╭──
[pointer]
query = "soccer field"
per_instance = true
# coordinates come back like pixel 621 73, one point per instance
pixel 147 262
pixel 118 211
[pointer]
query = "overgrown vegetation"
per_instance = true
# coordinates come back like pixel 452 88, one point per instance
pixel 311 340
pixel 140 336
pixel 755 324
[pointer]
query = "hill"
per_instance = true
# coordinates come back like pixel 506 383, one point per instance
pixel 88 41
╰──
╭──
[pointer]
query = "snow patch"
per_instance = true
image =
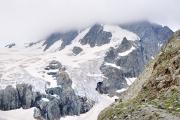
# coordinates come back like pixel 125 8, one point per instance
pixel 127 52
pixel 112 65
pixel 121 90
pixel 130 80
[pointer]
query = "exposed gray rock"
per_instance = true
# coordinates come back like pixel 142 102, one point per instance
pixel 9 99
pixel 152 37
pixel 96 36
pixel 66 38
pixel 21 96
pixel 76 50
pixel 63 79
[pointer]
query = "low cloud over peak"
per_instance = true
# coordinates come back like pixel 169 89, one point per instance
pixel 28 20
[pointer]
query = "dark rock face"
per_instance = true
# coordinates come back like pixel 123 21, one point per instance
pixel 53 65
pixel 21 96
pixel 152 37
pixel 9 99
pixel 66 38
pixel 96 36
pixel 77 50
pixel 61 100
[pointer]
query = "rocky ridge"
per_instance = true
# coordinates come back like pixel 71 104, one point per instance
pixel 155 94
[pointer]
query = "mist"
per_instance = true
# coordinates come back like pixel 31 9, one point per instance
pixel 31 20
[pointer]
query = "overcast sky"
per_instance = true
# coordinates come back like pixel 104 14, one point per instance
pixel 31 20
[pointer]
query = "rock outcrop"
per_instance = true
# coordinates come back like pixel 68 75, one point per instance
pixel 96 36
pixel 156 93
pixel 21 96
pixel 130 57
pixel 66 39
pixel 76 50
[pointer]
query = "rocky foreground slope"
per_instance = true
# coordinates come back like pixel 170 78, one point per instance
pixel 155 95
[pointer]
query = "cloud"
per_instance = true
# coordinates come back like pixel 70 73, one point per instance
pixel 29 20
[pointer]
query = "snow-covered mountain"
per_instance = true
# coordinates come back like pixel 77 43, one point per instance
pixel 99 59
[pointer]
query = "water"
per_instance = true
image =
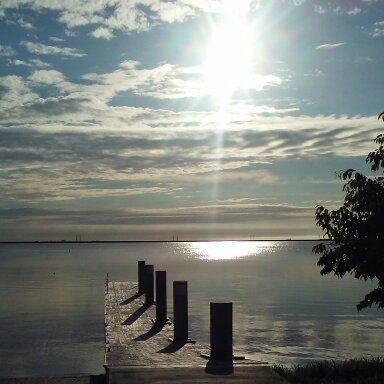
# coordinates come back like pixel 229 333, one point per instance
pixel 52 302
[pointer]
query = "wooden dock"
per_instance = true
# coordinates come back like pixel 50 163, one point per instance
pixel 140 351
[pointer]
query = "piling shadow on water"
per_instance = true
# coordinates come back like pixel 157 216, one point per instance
╰──
╭──
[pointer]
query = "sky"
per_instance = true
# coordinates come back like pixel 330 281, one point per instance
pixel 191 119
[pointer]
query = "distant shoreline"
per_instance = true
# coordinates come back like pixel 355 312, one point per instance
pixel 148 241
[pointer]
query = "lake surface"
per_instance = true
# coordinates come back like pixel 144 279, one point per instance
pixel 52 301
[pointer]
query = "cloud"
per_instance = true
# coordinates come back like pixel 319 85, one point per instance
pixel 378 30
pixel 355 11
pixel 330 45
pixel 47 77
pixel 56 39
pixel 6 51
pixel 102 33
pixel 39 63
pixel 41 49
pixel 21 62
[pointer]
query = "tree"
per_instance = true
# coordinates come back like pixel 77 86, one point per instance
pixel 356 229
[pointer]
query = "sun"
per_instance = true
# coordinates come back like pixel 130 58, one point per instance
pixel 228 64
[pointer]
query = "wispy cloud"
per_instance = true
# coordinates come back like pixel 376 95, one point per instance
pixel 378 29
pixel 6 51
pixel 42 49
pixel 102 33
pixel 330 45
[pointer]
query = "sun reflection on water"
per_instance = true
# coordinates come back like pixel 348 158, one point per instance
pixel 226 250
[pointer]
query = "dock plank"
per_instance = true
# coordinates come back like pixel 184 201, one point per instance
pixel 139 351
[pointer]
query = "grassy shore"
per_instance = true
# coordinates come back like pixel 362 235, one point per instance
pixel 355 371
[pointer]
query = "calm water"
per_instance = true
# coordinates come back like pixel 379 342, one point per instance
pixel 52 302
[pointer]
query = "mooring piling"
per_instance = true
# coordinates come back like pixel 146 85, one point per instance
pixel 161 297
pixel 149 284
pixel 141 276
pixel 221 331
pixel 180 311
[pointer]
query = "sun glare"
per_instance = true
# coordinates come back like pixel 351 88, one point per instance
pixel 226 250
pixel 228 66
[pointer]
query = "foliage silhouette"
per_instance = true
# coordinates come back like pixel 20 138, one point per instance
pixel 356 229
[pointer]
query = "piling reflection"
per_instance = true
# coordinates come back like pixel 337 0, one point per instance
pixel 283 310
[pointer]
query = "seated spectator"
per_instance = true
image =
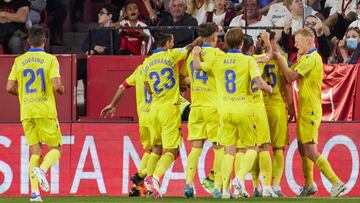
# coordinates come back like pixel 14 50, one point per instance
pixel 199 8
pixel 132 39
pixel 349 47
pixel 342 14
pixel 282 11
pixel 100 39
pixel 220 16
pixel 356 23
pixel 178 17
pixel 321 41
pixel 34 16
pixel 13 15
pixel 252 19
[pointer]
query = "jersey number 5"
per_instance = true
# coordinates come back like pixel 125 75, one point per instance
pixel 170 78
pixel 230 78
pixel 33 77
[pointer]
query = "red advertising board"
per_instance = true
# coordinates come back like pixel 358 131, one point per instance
╰──
▶ _Aim of the exercise_: Filter the preceding entries down to the lines with "snow".

▶ _Output of the task_:
query = "snow patch"
query = "snow-covered mountain"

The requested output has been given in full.